**TASK PROMPT**:
Nothing in the data should be altered when it is repeated in full.

(Records excerpted from a collection)
*-*-*

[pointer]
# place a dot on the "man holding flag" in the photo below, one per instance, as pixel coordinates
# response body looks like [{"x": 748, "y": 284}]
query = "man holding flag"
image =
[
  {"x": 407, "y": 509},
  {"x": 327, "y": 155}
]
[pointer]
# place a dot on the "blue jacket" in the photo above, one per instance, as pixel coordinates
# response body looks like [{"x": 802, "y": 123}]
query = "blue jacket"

*-*-*

**FINISHED EXERCISE**:
[pointer]
# place a dot on the "man holding flag" in the photo below, one per instance, as pixel coordinates
# response body looks like [{"x": 748, "y": 284}]
query = "man holding flag"
image =
[
  {"x": 407, "y": 509},
  {"x": 327, "y": 155}
]
[pointer]
# place a dot on the "blue jacket" in the photo above, one per instance, as pixel coordinates
# response body looks like [{"x": 802, "y": 123}]
query = "blue jacket"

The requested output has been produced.